--- start INPUT FOR THIS TASK ---
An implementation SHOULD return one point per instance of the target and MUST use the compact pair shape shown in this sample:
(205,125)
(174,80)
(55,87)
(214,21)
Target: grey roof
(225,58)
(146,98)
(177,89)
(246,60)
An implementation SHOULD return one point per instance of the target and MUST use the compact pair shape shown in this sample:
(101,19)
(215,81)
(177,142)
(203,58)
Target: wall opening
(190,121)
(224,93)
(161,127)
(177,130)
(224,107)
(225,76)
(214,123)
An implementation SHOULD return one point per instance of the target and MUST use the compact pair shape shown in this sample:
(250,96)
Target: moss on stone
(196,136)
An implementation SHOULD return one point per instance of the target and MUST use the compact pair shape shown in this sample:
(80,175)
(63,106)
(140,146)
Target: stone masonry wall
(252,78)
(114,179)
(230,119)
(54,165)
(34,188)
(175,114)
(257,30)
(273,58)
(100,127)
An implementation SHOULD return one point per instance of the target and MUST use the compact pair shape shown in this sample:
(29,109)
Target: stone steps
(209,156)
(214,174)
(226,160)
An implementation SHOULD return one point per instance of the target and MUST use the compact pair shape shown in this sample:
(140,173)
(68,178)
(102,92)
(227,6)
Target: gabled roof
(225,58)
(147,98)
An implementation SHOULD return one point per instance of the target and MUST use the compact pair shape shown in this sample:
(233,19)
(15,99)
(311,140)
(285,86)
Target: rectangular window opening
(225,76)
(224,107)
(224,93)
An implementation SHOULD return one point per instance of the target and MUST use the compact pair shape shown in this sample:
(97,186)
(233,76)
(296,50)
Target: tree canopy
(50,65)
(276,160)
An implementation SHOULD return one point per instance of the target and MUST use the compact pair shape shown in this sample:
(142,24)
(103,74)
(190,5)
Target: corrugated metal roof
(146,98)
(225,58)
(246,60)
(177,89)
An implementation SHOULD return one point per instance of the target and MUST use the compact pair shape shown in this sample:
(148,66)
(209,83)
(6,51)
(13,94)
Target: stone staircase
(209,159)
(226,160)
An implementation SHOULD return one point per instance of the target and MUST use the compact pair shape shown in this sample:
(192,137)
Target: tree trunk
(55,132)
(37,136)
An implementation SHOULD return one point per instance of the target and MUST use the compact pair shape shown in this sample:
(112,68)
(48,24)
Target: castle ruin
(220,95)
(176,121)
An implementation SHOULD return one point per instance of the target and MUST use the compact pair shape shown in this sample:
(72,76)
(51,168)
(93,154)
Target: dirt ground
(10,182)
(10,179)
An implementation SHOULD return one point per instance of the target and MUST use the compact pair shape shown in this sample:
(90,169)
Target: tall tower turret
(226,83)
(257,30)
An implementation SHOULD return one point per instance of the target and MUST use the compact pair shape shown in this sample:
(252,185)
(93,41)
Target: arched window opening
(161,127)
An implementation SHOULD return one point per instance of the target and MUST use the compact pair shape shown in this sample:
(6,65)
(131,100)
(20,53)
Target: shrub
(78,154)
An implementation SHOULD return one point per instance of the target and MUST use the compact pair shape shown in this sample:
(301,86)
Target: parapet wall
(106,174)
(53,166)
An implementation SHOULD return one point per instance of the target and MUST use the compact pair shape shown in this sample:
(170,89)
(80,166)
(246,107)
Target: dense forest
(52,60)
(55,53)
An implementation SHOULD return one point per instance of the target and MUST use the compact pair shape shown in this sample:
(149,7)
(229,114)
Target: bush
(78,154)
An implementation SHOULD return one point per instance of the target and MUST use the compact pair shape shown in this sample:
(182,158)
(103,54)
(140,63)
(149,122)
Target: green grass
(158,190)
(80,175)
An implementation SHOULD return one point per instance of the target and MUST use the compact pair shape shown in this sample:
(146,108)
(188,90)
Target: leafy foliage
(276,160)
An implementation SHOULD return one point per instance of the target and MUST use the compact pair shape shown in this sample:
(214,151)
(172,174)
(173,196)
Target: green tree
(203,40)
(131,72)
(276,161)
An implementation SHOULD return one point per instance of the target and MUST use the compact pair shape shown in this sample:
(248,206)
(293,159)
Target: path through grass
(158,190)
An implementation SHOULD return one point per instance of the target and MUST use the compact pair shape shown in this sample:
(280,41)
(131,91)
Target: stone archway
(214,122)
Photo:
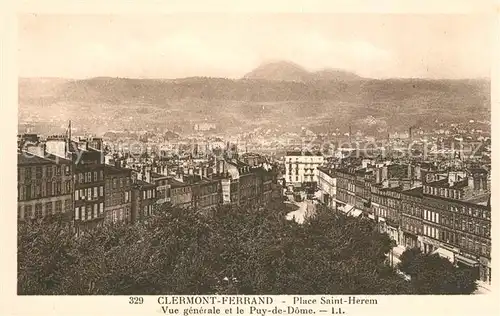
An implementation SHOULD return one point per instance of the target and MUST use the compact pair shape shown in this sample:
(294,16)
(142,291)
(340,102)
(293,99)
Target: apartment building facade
(89,195)
(45,188)
(118,195)
(143,200)
(301,168)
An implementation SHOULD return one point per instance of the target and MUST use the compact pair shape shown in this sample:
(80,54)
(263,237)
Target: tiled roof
(25,158)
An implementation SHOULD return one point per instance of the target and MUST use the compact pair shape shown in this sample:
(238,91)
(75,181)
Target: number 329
(136,300)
--- end INPUT FOR THIS TASK ---
• _AIM_: Find each line in the entries above that contains the word "wall" and copy every such line in full.

• _ANSWER TO THE TASK_:
Target: wall opening
Target: stone masonry wall
Target: parapet wall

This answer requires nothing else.